In the GT 4.0 WS-GRAM post, what does the Managed Job Factory Resource represent?
[START OF DOCUMENT SECTION]
[ogsa-wg] GT 4.0 GRAM docs for input to BES discussions
Karl Czajkowski
karlcz at univa.com
Thu Mar 10 01:06:29 CST 2005
Here is a compact summary of the GT 4.0 WS-GRAM interface and links to
further documentation. Please start by reading the documentation
unless you are already an expert on GRAM, XSD, WSDL, and WSRF concepts.
---------------------------------------------------------
GT 4.0 WS-GRAM documentation
Note, these documents are in draft form...
1) GRAM Key Concepts
http://www-unix.globus.org/toolkit/docs/development/4.0-drafts/execution/key/
2) WS-GRAM Approach
http://www-unix.globus.org/toolkit/docs/development/4.0-drafts/execution/key/WS_GRAM_Approach.html
3) Semantics and syntax of WSDL
http://www-unix.globus.org/toolkit/docs/development/4.0-drafts/execution/wsgram/WS_GRAM_Public_Interfaces.html#wsdl
4) Job Description Language
http://www-unix.globus.org/toolkit/docs/development/4.0-drafts/execution/wsgram/schemas/mjs_job_description.html
5) Links to more WS-GRAM docs than you can shake a stick at
http://www-unix.globus.org/toolkit/docs/development/4.0-drafts/execution/wsgram/
Because this is already a lot of documentation, the following is a
terse overview of the WSDL rendering of the core WS-GRAM job
discovery, submission, monitoring, and cancellation interface.
---------------------------------------------------------
PORTTYPE ManagedJobFactoryPortType
The Managed Job Factory Resource (MJFR) represents one localized job
scheduler or compute element. (In GT 4.0, there is a separate MJFR
for each deployed local scheduler adapter on a host.)
It is a WSRF style resource with a resource properties document to
represent the overall status and capabilities of the local compute
element:
<managedJobFactoryResourceProperties>
<localResourceManager>xsd:string</localResourceManager>
<globusLocation>xsd:string</globusLocation>
<hostCPUType>xsd:string</hostCPUType>?
<hostManufacturer>xsd:string</hostManufacturer>?
<hostOSName>xsd:string</hostOSName>?
<hostOSVersion>xsd:string</hostOSVersion>?
<scratchBaseDirectory>xsd:string</scratchBaseDirectory>?
<delegationFactoryEndpoint>wsa:EndpointReferenceType</delegationFactoryEndpoint>
<stagingDelegationFactoryEndpoint>wsa:EndpointReferenceType</stagingDelegationFactoryEndpoint>?
<condorArchitecture>xsd:string</condorArchitecture>?
<condorOS>xsd:string</condorOS>?
[END OF DOCUMENT SECTION]
[START OF DATASET]
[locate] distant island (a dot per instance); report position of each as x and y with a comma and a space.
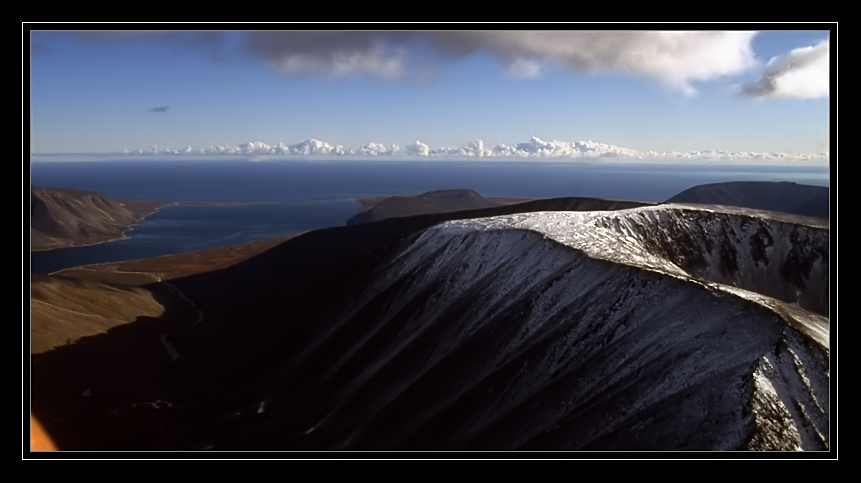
784, 196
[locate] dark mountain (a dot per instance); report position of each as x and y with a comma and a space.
528, 326
816, 207
65, 217
781, 196
442, 201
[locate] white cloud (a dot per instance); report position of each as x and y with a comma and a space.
524, 69
800, 73
534, 148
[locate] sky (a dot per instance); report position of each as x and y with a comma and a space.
743, 94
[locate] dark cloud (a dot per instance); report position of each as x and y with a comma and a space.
799, 73
676, 58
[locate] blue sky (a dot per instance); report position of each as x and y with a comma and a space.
759, 92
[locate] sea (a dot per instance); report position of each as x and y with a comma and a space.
309, 193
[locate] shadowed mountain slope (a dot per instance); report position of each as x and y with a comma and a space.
501, 328
781, 196
442, 201
65, 217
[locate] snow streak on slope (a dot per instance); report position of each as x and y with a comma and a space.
492, 333
736, 247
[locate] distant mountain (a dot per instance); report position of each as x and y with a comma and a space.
535, 326
66, 217
784, 196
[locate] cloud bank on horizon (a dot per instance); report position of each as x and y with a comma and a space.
534, 148
747, 92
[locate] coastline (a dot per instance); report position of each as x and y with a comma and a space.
140, 208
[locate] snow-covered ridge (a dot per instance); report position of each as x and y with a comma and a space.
777, 259
548, 330
534, 148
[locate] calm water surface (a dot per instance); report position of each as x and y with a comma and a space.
321, 193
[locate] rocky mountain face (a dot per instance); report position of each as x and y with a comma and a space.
647, 327
66, 217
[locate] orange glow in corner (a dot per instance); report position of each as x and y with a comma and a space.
39, 440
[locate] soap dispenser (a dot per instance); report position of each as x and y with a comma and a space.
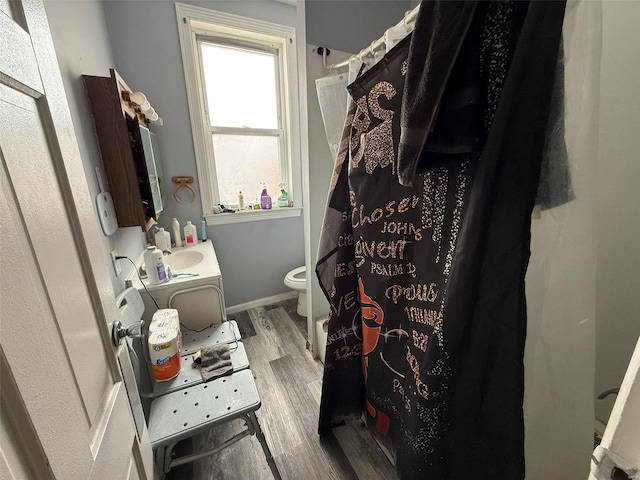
177, 236
190, 234
163, 240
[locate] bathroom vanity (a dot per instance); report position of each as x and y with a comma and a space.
195, 291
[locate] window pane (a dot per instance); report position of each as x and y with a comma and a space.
242, 162
241, 87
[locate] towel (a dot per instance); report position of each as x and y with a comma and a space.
215, 362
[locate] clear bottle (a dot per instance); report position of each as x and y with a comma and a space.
190, 234
154, 265
283, 199
265, 199
177, 237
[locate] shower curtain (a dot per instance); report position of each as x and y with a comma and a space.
426, 279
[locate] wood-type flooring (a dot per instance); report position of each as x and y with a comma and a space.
289, 381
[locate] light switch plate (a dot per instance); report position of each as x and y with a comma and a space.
115, 263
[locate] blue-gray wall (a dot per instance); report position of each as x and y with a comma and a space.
352, 25
81, 41
255, 256
140, 40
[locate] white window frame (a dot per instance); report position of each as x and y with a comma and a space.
194, 20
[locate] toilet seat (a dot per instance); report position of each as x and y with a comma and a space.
296, 279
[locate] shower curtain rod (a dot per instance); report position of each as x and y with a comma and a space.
408, 21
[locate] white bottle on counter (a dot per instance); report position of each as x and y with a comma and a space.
163, 240
190, 234
177, 236
154, 265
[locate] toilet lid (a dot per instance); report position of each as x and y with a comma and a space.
297, 275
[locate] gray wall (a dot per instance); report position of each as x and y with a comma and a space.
618, 272
351, 25
82, 47
255, 256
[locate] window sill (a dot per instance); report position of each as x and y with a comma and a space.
252, 216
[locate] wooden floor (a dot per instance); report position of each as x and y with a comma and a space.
289, 381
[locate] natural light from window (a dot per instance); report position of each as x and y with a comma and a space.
241, 87
242, 100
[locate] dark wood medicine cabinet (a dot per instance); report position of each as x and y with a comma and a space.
128, 149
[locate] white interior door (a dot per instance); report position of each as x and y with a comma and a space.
64, 407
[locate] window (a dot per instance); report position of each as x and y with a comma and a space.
242, 88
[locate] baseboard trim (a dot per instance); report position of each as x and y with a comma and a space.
261, 301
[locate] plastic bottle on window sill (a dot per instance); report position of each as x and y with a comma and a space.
190, 234
283, 199
265, 199
240, 200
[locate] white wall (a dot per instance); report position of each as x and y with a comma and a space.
80, 37
618, 274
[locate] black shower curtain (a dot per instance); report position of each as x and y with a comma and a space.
424, 251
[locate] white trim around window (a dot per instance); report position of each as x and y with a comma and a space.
191, 18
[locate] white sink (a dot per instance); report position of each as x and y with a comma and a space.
183, 259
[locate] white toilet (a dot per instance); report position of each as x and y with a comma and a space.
296, 280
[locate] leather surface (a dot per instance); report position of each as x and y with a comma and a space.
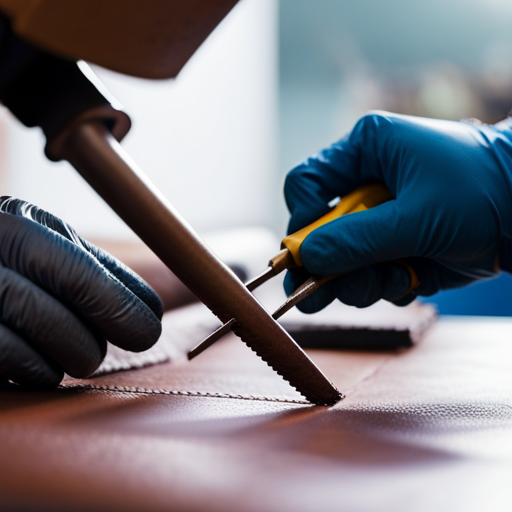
428, 428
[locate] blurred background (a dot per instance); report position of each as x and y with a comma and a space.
276, 81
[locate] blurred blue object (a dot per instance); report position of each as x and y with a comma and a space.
492, 297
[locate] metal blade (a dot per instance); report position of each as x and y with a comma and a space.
103, 163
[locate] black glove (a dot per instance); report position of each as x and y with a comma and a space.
61, 297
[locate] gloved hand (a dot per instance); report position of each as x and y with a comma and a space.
450, 219
61, 297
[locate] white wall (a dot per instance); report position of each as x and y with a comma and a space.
207, 139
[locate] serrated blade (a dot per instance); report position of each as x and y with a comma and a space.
103, 163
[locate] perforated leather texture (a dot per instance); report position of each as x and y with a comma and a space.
427, 428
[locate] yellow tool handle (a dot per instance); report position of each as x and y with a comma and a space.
361, 199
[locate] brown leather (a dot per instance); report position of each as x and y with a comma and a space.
152, 39
428, 428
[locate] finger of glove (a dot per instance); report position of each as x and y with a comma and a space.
311, 185
434, 277
47, 325
359, 240
76, 279
23, 364
361, 288
129, 278
349, 163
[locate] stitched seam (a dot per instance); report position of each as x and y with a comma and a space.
202, 394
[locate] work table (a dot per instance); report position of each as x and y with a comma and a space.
427, 428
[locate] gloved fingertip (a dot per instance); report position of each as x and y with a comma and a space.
406, 300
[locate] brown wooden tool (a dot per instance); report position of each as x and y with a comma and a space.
91, 148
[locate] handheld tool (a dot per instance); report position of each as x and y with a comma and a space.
289, 257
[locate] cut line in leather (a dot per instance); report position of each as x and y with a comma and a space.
202, 394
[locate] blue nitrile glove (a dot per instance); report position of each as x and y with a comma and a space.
61, 297
450, 219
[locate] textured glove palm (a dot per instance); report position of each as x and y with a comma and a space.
451, 216
62, 297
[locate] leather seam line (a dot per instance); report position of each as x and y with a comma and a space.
202, 394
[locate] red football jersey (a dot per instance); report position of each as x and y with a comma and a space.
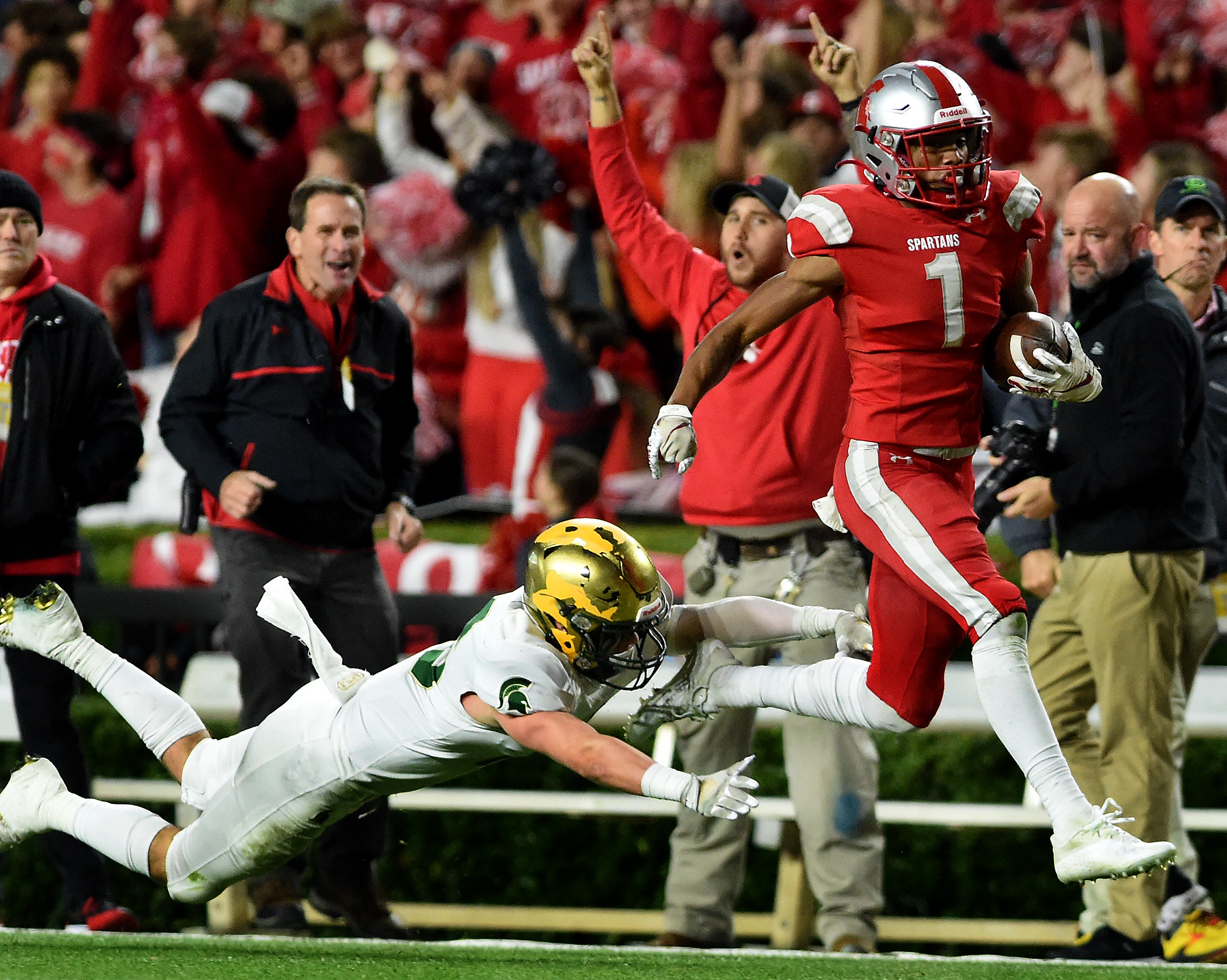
923, 291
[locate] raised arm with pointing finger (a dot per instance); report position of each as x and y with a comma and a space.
806, 283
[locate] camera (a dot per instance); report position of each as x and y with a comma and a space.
1026, 454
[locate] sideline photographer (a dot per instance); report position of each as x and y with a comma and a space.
1133, 517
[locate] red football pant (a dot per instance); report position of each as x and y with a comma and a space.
933, 581
493, 394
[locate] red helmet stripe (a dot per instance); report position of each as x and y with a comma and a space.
947, 93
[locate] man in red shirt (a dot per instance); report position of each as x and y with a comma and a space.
89, 226
294, 409
69, 436
753, 495
923, 261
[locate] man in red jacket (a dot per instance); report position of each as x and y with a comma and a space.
753, 494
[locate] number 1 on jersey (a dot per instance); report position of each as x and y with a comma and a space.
945, 268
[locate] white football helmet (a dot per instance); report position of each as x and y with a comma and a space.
906, 112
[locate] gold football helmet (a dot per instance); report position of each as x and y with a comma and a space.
598, 598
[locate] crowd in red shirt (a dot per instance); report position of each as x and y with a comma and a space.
165, 138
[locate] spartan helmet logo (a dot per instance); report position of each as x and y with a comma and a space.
597, 597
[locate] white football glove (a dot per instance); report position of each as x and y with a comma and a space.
852, 631
725, 794
672, 440
1074, 381
829, 513
282, 608
853, 635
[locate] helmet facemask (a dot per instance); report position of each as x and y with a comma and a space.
918, 154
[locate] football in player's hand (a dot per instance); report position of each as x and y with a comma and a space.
1017, 342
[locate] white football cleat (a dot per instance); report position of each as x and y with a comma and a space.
687, 695
46, 622
1100, 849
21, 802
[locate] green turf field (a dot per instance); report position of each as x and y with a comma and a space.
48, 956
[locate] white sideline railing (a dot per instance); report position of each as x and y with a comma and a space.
212, 687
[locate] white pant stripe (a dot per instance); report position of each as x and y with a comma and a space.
907, 535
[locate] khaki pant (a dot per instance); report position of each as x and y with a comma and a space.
1201, 632
833, 775
1114, 634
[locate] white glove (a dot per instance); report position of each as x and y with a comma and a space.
852, 631
725, 794
829, 513
672, 440
282, 608
853, 635
1074, 381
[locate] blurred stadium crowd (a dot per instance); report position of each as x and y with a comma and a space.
165, 140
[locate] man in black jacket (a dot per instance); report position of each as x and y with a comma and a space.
69, 436
294, 410
1133, 516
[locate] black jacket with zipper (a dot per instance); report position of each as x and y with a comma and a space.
1129, 469
258, 391
75, 431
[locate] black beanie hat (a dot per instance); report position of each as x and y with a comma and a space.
17, 192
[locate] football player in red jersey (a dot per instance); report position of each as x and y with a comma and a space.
923, 261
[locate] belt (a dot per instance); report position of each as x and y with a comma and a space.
944, 453
814, 540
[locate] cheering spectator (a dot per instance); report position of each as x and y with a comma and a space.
89, 228
187, 192
1079, 90
26, 25
565, 486
539, 93
46, 75
1062, 155
284, 37
69, 435
337, 40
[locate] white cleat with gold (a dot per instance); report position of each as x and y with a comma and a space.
1100, 849
21, 802
46, 622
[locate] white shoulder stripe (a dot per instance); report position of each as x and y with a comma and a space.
1021, 204
828, 218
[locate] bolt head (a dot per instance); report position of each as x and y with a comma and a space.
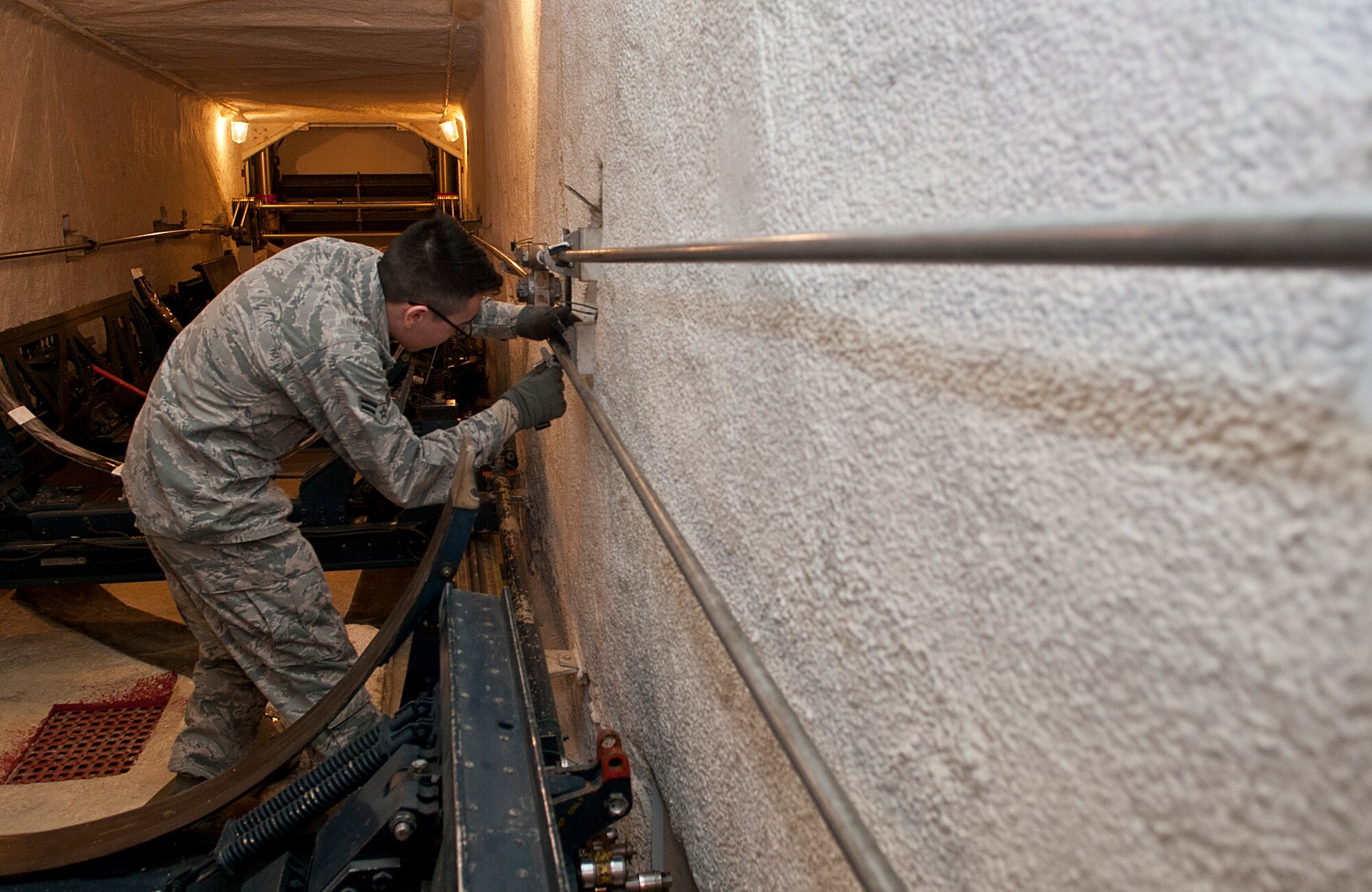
617, 805
403, 825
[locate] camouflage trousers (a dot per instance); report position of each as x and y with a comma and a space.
268, 632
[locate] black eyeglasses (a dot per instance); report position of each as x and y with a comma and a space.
460, 330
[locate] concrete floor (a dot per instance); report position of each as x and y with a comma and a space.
45, 664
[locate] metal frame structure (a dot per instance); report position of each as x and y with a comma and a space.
456, 791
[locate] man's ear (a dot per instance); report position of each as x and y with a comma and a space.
415, 315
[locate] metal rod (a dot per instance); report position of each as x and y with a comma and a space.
866, 858
1326, 235
506, 259
351, 234
119, 381
93, 245
345, 205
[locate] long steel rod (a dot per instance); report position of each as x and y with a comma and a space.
1326, 235
515, 267
346, 234
866, 858
324, 205
93, 245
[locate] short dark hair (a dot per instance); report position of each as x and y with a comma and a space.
436, 263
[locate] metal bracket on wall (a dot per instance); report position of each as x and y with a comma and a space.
72, 237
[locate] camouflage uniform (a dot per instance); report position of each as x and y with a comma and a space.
294, 345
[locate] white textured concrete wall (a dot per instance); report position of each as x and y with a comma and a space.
109, 145
1067, 570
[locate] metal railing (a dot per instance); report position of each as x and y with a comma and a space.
1294, 237
88, 246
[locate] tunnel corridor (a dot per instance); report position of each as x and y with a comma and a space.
964, 481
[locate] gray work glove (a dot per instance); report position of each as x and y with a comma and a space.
539, 397
536, 322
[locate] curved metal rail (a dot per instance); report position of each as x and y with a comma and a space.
47, 850
866, 858
501, 256
91, 245
1294, 237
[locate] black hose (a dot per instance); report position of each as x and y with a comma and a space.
314, 794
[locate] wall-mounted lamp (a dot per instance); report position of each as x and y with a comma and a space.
239, 130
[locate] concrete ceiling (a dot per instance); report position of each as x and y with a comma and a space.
338, 60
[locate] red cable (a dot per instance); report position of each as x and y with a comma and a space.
119, 381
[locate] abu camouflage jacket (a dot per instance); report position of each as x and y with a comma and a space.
297, 344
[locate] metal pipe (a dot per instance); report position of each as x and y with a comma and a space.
501, 256
866, 858
349, 234
345, 205
120, 382
93, 245
1311, 235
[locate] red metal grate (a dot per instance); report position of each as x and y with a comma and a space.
80, 742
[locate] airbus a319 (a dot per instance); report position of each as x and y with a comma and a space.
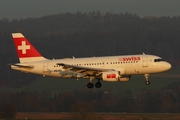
107, 68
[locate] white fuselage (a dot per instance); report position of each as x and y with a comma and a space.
127, 65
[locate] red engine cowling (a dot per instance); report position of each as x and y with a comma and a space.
112, 76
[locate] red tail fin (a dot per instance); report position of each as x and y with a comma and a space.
26, 51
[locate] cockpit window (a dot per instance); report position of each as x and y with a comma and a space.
158, 60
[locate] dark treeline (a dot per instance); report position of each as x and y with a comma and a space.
89, 34
164, 100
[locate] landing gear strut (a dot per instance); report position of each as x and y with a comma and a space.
98, 84
147, 79
91, 85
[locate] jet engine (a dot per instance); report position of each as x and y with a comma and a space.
114, 76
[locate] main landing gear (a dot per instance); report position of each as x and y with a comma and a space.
147, 79
91, 85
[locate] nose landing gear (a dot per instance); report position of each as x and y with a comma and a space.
147, 79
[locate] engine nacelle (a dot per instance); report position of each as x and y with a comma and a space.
112, 76
124, 79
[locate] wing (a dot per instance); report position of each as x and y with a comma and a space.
22, 65
85, 71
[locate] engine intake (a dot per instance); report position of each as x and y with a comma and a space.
114, 76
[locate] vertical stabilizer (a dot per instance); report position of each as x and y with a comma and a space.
25, 50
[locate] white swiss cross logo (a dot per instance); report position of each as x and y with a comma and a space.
23, 47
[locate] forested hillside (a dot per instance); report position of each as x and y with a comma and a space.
89, 34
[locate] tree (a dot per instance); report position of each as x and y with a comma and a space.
8, 110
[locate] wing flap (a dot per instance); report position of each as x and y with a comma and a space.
84, 70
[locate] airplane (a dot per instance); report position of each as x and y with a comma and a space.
107, 68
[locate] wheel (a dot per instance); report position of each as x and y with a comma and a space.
98, 85
90, 85
147, 82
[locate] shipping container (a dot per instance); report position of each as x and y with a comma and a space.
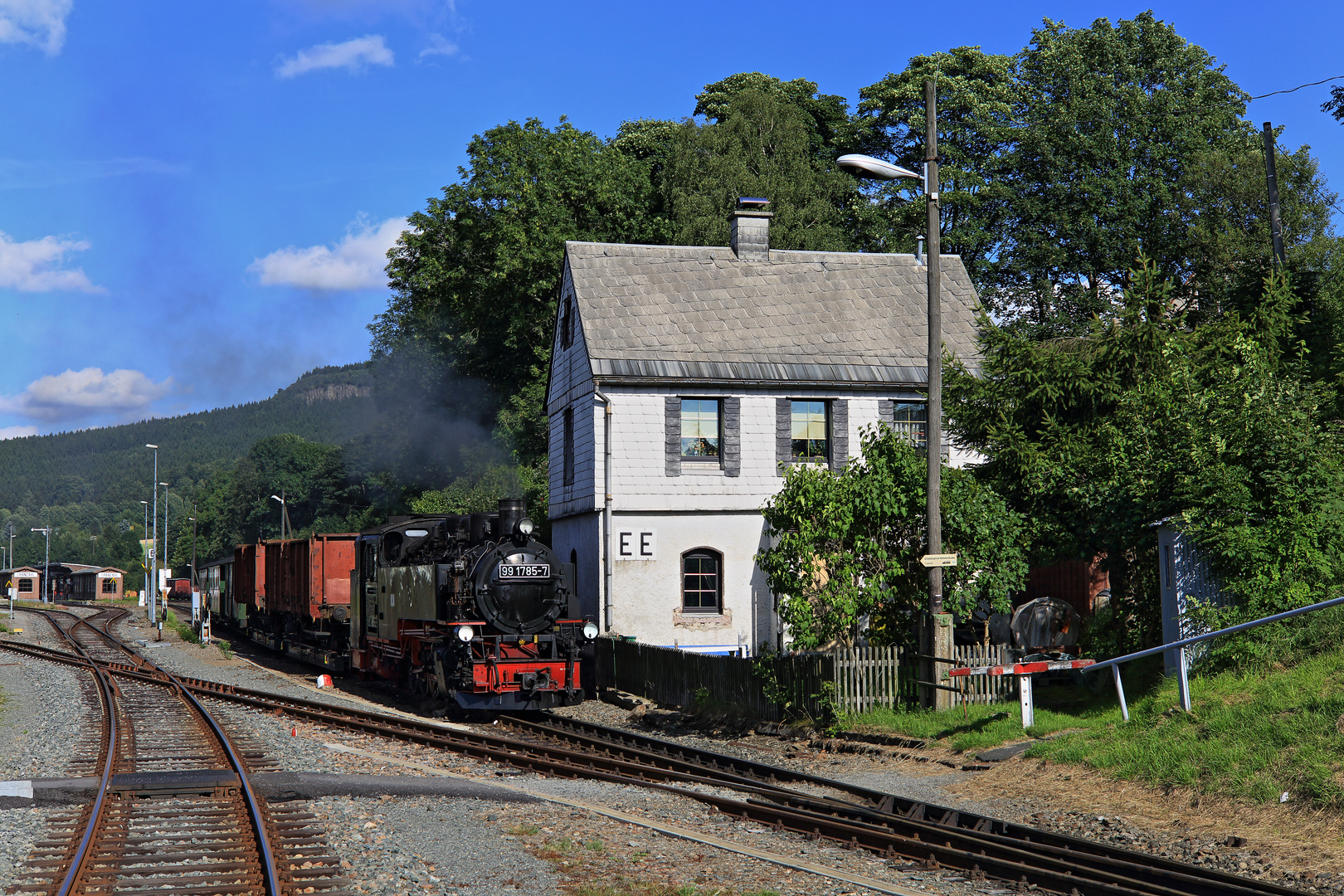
251, 578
[END OF DATASET]
- RESULT FOR THIS EXERCISE: One localized job scheduler or compute element.